Is “advanced yoga” the ability to slip easily into full Pigeon? Is it the ability to wedge your ankle behind your head? Is rocking arm balances on the beach advanced yoga?

To be sure, accomplishing poses such as these—along with many, many more extreme ones—can show determination and discipline. My dad was a gymnast. Even when he was in his 60s, the discipline it took for him to be able to compete when he was younger served him well. For his entire adult life, he was in better physical condition than most people half his age.

There’s nothing wrong with wanting to challenge our bodies. But the truth about the poses that are widely considered to be “advanced” is that they will only ever be accessible to a small portion of the population, no matter how many decades we’ve practiced asana. And their practical benefits in terms of allowing our bodies to function with ease in our everyday lives is questionable.

The Pursuit of Bendy

We’re all built differently. Some of us are born with stable joints and strong ligaments. Some of us are born with shallow joints and loose ligaments. A person with stable joints may have perfectly relaxed soft tissue, but still have limited mobility because range of motion is limited by one bone running into another at a joint site. A person with loose or shallow joints will simply be able to move their joints further before encountering bony contact.

▬▬▬▬▬▬▬▬▬▬

Objective
Keep writing the yoga article about "advanced" poses, beginning right after its final sentence.

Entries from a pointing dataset

▬▬▬▬▬▬▬▬▬▬

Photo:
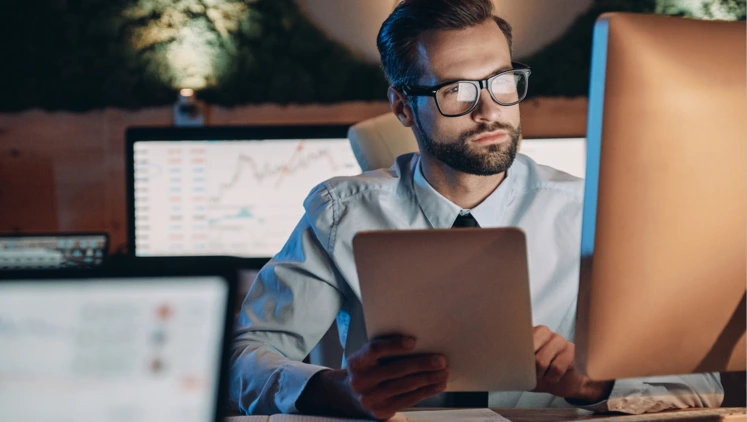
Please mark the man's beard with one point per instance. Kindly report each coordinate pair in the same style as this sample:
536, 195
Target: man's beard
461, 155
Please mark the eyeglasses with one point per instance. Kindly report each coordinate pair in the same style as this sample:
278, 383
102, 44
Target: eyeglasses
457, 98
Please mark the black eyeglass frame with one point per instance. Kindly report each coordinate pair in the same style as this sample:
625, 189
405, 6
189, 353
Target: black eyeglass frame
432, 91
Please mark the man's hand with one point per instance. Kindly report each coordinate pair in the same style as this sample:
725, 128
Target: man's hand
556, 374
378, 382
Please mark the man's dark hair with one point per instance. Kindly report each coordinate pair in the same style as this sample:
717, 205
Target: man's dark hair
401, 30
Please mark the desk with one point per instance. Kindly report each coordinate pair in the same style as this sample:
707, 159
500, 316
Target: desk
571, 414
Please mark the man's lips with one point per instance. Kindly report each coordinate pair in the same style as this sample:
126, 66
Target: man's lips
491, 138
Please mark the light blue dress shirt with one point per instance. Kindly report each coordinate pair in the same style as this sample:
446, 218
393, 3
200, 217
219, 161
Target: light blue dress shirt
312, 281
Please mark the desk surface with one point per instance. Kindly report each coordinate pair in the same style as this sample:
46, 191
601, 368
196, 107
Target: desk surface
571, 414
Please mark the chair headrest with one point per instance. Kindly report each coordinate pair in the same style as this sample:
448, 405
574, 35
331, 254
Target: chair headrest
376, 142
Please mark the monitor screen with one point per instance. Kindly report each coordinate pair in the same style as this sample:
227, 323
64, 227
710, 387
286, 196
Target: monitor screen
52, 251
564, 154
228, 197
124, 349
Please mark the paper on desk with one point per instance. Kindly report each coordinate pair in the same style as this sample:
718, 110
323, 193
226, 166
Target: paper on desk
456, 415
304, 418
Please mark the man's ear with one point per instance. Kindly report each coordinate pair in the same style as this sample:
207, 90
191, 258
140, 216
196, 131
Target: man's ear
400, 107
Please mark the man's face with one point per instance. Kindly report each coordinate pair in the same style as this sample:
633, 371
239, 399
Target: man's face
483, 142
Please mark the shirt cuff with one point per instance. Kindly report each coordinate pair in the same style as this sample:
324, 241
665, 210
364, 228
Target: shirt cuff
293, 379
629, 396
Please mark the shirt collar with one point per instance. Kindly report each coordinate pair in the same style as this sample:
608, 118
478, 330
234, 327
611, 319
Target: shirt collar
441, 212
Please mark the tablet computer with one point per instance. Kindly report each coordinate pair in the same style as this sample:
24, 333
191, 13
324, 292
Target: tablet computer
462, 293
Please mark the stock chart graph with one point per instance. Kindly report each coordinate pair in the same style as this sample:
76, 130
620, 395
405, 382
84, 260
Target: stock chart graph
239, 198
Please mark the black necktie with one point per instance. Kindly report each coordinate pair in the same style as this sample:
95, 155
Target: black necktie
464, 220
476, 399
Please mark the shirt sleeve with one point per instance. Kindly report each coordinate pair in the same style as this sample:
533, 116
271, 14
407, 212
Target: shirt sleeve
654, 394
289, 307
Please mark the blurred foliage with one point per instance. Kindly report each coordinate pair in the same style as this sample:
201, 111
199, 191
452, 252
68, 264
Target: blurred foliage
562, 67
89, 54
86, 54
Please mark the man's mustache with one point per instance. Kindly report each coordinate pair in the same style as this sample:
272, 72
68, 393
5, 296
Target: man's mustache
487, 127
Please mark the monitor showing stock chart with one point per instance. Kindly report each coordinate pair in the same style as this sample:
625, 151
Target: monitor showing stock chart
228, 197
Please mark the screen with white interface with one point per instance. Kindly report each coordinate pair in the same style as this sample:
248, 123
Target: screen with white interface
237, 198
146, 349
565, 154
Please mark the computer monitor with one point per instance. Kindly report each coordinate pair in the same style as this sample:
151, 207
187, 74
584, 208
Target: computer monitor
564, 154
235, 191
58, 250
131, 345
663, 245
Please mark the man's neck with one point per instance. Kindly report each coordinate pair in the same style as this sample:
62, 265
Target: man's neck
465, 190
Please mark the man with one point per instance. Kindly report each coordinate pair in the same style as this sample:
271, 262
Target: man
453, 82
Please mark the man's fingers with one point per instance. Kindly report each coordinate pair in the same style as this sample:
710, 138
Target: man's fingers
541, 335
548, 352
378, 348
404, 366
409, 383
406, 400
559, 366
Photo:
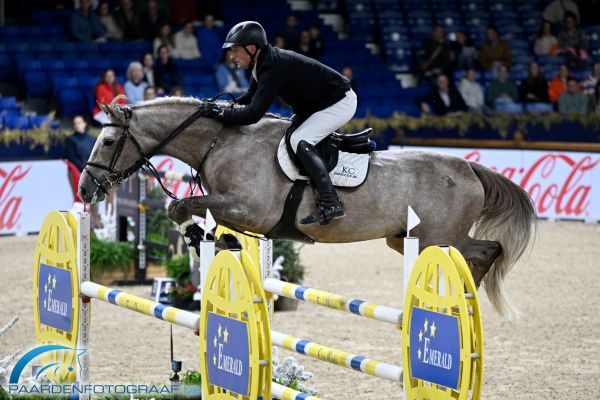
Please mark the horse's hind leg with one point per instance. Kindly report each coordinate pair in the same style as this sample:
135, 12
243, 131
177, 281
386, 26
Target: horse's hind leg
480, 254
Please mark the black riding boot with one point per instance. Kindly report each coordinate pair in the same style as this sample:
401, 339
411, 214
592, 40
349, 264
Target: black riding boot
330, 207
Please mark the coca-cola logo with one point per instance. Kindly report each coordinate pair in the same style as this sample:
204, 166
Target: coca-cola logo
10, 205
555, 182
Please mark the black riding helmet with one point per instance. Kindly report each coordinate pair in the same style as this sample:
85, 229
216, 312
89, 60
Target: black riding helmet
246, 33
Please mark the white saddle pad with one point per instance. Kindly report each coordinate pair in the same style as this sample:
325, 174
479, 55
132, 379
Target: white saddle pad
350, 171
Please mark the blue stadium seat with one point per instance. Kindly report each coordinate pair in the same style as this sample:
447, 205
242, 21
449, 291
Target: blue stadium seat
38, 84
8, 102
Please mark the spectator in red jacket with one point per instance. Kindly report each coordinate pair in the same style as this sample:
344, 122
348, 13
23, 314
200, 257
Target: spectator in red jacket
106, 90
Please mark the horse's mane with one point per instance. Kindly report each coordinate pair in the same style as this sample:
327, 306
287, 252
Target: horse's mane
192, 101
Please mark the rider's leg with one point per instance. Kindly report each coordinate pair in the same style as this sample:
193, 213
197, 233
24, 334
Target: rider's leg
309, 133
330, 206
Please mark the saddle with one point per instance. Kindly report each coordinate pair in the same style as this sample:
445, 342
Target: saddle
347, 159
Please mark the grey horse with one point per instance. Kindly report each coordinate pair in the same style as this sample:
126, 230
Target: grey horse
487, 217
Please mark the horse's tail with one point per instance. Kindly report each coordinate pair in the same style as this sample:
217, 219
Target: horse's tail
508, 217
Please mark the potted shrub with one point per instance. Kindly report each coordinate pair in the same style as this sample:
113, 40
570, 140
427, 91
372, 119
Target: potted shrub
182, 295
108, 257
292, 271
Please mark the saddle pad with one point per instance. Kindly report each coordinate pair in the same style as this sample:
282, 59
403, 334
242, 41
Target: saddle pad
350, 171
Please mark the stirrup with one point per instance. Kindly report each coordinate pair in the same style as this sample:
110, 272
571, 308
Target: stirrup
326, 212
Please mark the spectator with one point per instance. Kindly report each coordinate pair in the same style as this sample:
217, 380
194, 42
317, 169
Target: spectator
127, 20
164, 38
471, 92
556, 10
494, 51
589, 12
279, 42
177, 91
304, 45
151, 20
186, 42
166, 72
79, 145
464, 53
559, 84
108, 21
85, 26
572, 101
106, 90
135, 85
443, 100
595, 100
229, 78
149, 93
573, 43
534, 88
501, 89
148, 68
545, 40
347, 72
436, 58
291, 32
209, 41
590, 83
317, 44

▬▬▬▬▬▬▬▬▬▬

Task response
Over the years I’ve encountered a number of students who could do “advanced” poses on their very first day of class. Does that make them advanced practitioners? Conversely, I’ve observed students with decades of practice who can’t touch their toes. Does that make them beginners?

Most of us can maintain and even increase our flexibility with consistent asana practice. But to what end? Is ever-increasing flexibility a goal to covet? For a person who tends toward the stiffer side, maintaining and increasing flexibility, within limits, is probably a positive. For a person who’s naturally flexible—often the people who become attracted to asana in the first place because, “I can do this!”—not so much.

As a person born with loose joints, including the hip dysplasia that has enabled me to perform all kinds of amazing feats of flexibility, I’ve had to rethink the popular Western notion that more flexibility is always better.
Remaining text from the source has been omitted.